::: Page text

# Dummies Guide to Overtraining



## MONSTER4X4 (Jul 9, 2002)

Ok...I guess that title will have to do.  Here are my fat stats:

Height: 5'7
Weight: 219 lbs
Waist: 38 in (supa fat, I know damn thing keeps growing)
Chest: 47.5 in (lat spread, cold)
Arms: 16.75 in (flexed, cold)
Quads: 28 in (flexed, cold)
Calves: 17 in (flexed, cold)

My obvious goal is to lose bodyfat while maintaining my lean mass as much as possible.

My workouts are currently set up like this:
Monday: Quads
Tuesday: Morning Cardio (45 mins, 70% MHR), Evening Chest
Wednesday: OFF
Thursday: Morning Cardio (45 mins, 70% MHR), Evening Back
Friday: Morning Cardio (45 mins, 70% MHR), Evening Shoulders
Saturday: Arms, Hams, and Calves

I use free weights as much as possible and sometimes mix in a machine or two for a different feel.  I've grown fond of the elliptical machine for my cardio because its easier to maintain my heart rate without feeling overwhelmed.  

My current diet consists of mainly lean beef (eye of round or top round with most fat removed before cooking), skinless chicken breasts, tuna, salmon, Kidney or pinto beans, whole oats, sugary instant oatmeal for post workout, some form of whole grain box cereal for breakfast, natural peanut butter, walnuts, cheese, and skim milk.

::::::
::: Material provided

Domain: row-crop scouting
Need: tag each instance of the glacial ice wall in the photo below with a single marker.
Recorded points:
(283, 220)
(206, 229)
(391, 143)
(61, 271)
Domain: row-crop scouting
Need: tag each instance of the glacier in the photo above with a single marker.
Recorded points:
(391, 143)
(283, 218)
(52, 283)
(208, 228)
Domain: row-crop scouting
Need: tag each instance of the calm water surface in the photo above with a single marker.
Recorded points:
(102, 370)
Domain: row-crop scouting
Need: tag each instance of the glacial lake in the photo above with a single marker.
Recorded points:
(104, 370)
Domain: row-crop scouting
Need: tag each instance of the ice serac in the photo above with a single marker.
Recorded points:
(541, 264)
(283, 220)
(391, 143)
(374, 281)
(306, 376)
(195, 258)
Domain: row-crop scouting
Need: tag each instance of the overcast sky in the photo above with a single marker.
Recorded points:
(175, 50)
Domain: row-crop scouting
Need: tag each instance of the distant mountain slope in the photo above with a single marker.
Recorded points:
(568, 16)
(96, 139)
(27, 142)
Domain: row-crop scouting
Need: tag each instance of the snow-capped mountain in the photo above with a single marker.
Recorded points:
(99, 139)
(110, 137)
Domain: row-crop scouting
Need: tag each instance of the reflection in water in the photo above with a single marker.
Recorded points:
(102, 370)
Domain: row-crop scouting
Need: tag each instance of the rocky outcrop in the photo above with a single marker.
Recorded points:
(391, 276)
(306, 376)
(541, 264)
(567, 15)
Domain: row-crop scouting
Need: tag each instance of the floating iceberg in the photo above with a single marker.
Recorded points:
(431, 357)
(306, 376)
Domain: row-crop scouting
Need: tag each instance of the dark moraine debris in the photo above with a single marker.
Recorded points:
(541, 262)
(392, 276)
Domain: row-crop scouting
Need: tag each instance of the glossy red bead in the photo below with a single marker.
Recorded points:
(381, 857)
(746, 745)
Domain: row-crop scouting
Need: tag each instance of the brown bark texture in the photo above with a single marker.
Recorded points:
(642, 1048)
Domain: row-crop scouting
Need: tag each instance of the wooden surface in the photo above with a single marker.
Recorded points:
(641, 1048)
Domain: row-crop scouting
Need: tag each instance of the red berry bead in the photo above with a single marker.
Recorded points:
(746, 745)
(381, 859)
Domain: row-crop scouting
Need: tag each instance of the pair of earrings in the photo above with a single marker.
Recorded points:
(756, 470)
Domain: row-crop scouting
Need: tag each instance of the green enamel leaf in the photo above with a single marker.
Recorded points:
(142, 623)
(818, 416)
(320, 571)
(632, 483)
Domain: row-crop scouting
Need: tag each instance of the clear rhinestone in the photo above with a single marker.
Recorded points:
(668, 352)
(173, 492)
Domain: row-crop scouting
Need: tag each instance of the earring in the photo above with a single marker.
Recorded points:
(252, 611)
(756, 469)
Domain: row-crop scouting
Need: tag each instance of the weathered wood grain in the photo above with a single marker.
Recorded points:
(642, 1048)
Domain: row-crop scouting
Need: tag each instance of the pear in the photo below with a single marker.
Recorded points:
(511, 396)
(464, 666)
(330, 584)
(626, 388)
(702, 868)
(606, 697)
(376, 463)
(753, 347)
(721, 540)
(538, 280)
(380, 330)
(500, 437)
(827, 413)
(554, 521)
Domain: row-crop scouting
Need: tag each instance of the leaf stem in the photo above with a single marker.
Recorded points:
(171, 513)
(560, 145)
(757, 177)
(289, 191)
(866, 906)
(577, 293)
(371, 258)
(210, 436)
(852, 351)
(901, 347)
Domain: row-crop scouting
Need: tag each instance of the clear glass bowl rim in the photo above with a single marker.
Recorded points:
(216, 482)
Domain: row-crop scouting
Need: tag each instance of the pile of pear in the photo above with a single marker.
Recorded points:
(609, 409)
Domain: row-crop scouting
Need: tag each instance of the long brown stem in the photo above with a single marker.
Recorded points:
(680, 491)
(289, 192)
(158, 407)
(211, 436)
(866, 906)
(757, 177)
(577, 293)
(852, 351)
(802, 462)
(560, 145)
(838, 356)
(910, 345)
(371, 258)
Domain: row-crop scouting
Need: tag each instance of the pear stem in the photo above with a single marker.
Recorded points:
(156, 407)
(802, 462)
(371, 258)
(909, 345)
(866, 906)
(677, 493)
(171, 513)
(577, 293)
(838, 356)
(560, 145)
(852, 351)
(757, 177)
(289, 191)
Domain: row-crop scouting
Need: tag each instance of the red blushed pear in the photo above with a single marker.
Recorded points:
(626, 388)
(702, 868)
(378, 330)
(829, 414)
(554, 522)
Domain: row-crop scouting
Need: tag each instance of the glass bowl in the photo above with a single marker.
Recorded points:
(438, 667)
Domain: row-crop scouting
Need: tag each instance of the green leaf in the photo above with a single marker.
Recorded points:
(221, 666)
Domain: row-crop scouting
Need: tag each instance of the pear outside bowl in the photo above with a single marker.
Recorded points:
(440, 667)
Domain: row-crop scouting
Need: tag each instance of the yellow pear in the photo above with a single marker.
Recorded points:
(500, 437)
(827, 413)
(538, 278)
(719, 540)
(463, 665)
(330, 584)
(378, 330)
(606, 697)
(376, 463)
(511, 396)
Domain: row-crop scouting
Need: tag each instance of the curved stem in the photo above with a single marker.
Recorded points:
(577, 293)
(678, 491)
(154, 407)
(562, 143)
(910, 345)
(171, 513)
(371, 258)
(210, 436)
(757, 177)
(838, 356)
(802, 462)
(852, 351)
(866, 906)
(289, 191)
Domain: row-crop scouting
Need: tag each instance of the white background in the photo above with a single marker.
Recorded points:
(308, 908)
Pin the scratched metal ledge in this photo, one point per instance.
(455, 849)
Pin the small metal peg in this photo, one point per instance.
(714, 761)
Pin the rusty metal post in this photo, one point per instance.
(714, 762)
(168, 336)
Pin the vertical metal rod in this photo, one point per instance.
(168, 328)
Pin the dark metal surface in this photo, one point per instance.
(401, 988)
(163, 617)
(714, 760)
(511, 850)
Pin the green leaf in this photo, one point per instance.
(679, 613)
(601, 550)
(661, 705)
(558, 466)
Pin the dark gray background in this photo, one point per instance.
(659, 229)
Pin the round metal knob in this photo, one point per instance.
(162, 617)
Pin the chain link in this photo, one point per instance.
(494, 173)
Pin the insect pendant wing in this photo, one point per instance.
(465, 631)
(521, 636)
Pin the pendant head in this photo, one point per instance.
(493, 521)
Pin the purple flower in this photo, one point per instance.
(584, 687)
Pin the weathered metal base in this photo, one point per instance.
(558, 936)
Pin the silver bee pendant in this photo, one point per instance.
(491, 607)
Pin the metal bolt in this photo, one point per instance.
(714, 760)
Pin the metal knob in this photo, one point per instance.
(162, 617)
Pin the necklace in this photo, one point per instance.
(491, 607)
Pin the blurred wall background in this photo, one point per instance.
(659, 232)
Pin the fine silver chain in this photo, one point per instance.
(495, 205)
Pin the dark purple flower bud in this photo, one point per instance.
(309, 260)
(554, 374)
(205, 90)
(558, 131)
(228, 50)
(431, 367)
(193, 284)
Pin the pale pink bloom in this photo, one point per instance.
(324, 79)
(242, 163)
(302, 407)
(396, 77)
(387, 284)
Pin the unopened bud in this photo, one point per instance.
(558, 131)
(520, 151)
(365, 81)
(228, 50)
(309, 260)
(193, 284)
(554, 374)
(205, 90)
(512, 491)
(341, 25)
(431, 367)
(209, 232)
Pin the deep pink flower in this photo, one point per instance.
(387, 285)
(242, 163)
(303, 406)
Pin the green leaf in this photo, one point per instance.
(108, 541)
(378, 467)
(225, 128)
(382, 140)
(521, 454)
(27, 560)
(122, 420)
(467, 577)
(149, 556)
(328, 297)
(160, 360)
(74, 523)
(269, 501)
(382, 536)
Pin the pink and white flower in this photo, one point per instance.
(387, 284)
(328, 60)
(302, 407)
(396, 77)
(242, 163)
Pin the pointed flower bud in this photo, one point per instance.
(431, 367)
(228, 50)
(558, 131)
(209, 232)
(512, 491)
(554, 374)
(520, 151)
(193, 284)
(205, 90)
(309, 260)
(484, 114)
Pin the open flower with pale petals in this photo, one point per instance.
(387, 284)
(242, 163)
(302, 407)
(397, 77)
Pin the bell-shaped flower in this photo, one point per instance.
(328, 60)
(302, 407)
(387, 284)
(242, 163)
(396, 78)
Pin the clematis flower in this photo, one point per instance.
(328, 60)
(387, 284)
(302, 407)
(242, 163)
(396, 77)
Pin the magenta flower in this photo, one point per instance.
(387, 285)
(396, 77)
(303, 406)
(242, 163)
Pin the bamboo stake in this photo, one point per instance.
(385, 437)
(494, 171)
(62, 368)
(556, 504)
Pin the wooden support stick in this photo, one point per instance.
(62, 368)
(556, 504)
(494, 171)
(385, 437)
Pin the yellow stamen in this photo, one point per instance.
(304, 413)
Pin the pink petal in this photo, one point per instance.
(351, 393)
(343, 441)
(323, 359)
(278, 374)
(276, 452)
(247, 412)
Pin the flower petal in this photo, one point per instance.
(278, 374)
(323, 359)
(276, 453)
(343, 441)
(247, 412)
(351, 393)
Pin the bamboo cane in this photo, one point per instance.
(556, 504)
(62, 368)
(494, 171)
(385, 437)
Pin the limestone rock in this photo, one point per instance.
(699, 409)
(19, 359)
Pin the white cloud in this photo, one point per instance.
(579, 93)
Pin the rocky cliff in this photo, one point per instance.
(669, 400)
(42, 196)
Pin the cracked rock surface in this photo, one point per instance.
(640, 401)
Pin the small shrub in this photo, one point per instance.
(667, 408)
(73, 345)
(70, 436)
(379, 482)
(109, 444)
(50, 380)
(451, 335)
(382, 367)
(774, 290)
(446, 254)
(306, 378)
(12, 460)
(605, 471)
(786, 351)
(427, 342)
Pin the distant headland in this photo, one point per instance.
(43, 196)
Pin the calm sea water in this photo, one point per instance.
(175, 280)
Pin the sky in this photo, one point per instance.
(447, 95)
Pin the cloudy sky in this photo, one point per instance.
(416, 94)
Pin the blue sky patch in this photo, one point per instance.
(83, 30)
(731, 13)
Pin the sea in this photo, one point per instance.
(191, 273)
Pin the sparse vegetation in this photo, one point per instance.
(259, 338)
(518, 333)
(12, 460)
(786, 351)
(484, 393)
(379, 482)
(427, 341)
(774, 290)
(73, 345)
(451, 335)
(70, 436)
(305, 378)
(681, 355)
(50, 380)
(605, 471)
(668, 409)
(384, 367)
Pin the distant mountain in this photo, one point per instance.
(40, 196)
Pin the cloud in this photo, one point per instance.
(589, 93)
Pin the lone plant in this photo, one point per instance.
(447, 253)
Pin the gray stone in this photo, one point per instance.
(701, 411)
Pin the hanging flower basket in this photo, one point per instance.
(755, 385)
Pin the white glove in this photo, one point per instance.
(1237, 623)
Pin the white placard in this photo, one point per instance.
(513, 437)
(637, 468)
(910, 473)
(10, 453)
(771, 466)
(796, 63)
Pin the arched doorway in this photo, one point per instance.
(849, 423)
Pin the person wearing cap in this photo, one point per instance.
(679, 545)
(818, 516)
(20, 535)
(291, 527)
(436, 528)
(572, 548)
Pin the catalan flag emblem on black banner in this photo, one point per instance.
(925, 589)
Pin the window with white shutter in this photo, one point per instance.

::::::

Work to complete -
1. Reproduce the overtraining post between "# Dummies Guide" and "(lat spread, cold)", inclusive, switching "cold" to "warm".
2. Resume the overtraining post from the point where it stops.
The material has no connection to the overtraining post.

Outputs -
1.
# Dummies Guide to Overtraining



## MONSTER4X4 (Jul 9, 2002)

Ok...I guess that title will have to do.  Here are my fat stats:

Height: 5'7
Weight: 219 lbs
Waist: 38 in (supa fat, I know damn thing keeps growing)
Chest: 47.5 in (lat spread, warm)

2.
My supplements include: ISS Research Super Vitamin Paks, AST glutamine, Optimum Nutrition Creatine, Vitamin E & C, Acidophillus, Flax oil, some form of blended protien powder (currently VPX Micellean), and a fast absorbing whey for post workout.  I have ISS Research Zenotrope (fat burner) in my cabinet ready to go, but I'm hesitant to start taking it because my bf% is high in the neighborhood of 18-20%, I think.

My current maintenance requirement is at 3700 cals/day.  I know that is pretty high and I'll probably cut it today because I've been at that calorie level for 6 weeks and I'm starting to put on weight again.  I'm probably going to cut it to 3400 cals.  My current macros are 45p/35c/20f.  I drink about a gal of water daily.

For my workouts I'll document them like this:
Exercise: reps/weight

Any suggestions so far?

jeff


----------



## MONSTER4X4 (Jul 9, 2002)

Yesterday morning was leg day and this is how it went.  I replaced my usual leg press for hacks.

Cybex Leg Extensions (warmup): 20/75, 15/75

Barbell Squats (to parallel): 12/185, 12/275, 10/315, 10/315

Hack Squats: 15/90, 15/180, 15/270 (weights are plates only not including sled)

Cybex Leg Extensions: 15/150, 13/150, 11/150

I felt pretty good today in spite of getting only 4 hours of sleep.  I was trying to feel out the hacks because my left knee doesn't like them.  It got a little unstable with 270 on the sled but I kept an eye on it and cranked out a few more reps.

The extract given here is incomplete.